WORK TASK: "Domain: habitat survey" appears in one line of the records below. Output that line and each one after it, exactly, through the last line.

EXERCISE INPUTS:
- - -

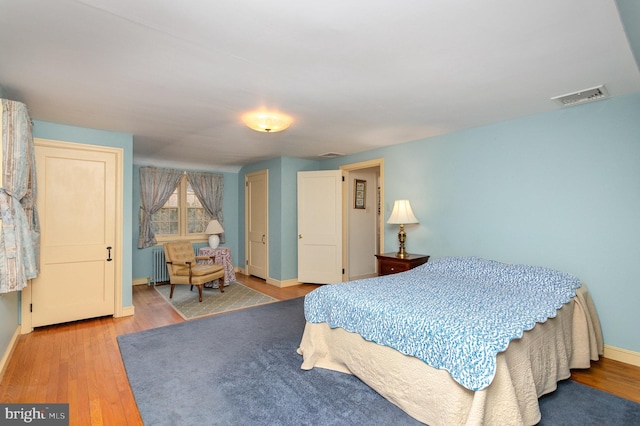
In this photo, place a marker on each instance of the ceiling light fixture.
(267, 121)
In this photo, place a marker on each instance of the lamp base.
(214, 241)
(402, 237)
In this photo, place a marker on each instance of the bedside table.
(388, 263)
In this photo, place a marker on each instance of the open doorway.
(363, 215)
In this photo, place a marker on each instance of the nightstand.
(388, 263)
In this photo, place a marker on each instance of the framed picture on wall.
(359, 194)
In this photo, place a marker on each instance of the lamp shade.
(214, 227)
(402, 213)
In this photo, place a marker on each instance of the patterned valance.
(20, 234)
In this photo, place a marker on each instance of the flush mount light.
(267, 121)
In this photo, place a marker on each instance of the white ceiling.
(354, 74)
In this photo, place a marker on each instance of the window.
(182, 216)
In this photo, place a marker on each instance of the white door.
(77, 207)
(257, 196)
(320, 227)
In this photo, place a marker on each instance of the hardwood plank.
(79, 363)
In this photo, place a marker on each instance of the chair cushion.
(197, 270)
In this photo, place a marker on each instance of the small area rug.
(241, 368)
(235, 296)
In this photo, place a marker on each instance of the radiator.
(160, 273)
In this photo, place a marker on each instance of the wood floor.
(79, 363)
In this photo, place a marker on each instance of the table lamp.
(214, 229)
(402, 214)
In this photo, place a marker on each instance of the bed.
(456, 340)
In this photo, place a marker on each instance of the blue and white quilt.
(453, 313)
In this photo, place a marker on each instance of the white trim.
(140, 281)
(622, 355)
(127, 311)
(7, 354)
(282, 284)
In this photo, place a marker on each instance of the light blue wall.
(560, 189)
(283, 228)
(142, 266)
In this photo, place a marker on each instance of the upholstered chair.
(184, 269)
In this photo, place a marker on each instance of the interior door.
(257, 196)
(77, 207)
(320, 227)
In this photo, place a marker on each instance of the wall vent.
(582, 96)
(330, 155)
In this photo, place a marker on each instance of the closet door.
(78, 211)
(257, 223)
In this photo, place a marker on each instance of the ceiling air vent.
(330, 155)
(586, 95)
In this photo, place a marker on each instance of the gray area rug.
(241, 368)
(235, 296)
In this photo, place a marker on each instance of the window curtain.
(156, 186)
(20, 234)
(209, 188)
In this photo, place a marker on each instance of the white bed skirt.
(529, 368)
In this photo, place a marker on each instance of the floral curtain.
(156, 186)
(20, 234)
(209, 188)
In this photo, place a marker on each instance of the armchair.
(184, 269)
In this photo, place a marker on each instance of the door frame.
(25, 311)
(379, 163)
(264, 172)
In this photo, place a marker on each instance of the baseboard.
(141, 281)
(7, 354)
(622, 355)
(282, 284)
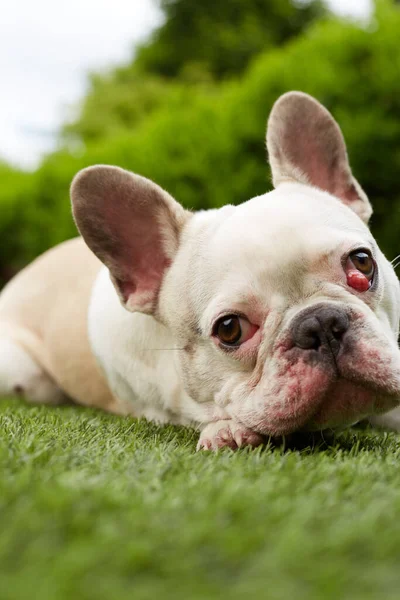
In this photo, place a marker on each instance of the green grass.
(96, 506)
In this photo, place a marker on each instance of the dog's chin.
(315, 398)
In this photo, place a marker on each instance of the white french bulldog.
(263, 319)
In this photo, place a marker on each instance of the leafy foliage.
(220, 38)
(206, 144)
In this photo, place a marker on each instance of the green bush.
(208, 148)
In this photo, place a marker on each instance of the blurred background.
(179, 91)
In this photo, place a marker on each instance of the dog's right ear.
(133, 226)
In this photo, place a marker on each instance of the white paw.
(227, 433)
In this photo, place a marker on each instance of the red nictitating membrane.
(358, 281)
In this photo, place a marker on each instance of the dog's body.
(278, 315)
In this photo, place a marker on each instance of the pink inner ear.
(141, 291)
(139, 259)
(132, 225)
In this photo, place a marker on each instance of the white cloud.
(46, 50)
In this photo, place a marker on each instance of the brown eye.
(363, 262)
(232, 330)
(228, 330)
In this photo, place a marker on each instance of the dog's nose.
(321, 328)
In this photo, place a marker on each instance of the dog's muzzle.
(321, 329)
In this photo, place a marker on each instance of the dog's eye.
(360, 269)
(363, 262)
(232, 330)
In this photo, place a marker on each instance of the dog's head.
(284, 310)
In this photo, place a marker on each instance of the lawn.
(96, 506)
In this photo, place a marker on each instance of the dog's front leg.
(228, 433)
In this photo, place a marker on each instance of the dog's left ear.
(305, 144)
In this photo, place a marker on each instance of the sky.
(46, 50)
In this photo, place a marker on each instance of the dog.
(272, 317)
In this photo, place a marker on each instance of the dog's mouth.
(300, 393)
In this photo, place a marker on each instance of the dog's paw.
(227, 433)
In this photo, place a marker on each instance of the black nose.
(320, 328)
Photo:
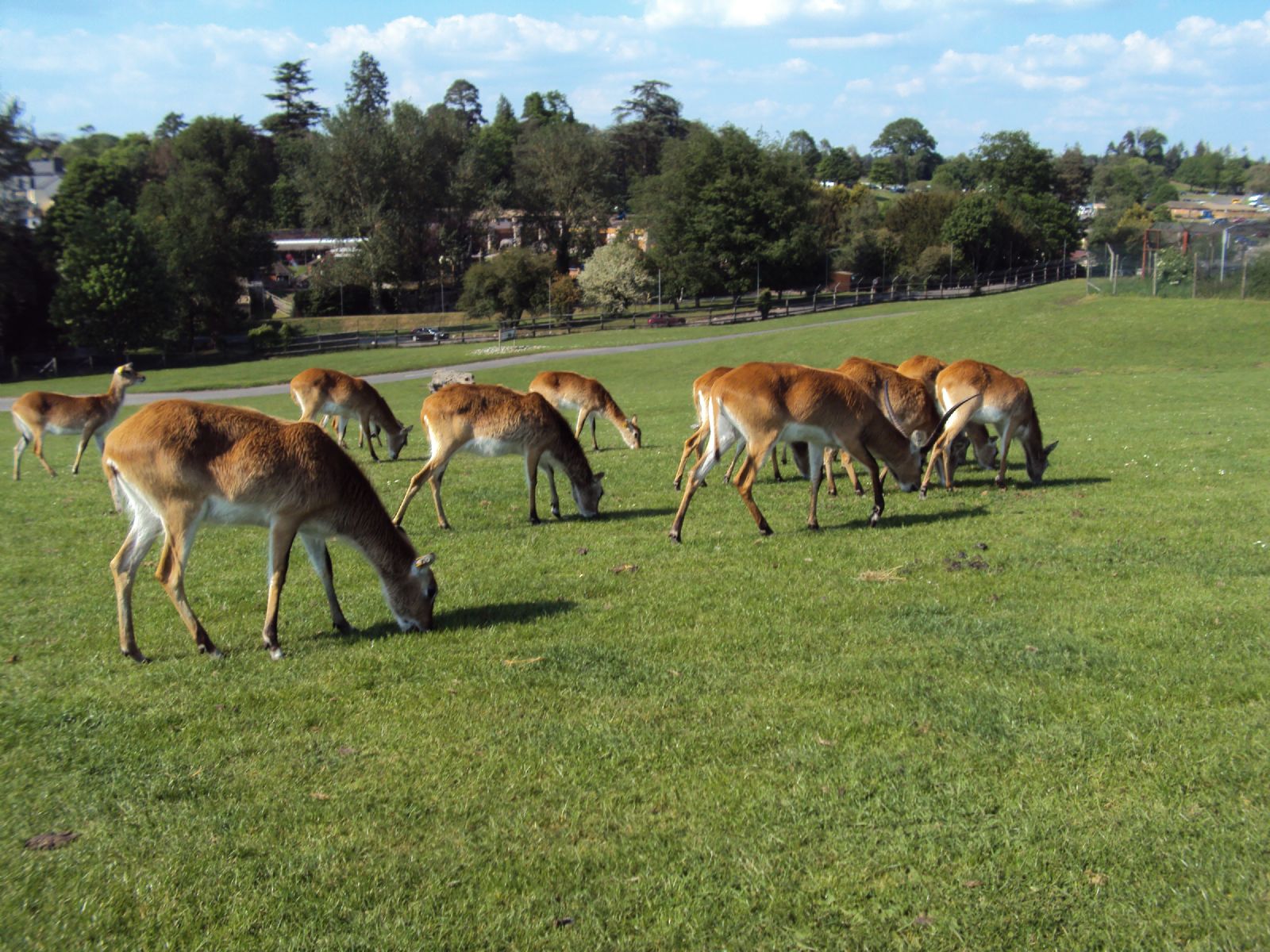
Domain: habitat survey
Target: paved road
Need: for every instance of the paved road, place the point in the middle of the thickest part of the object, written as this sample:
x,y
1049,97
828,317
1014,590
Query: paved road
x,y
141,397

- - -

RESULT BELOW:
Domain: habitat survey
Target: paved road
Need: for every instance of the paved road, place the point in the middle of the thickest part of the object, written as this sample:
x,y
1049,97
828,317
1014,590
Query: paved road
x,y
141,397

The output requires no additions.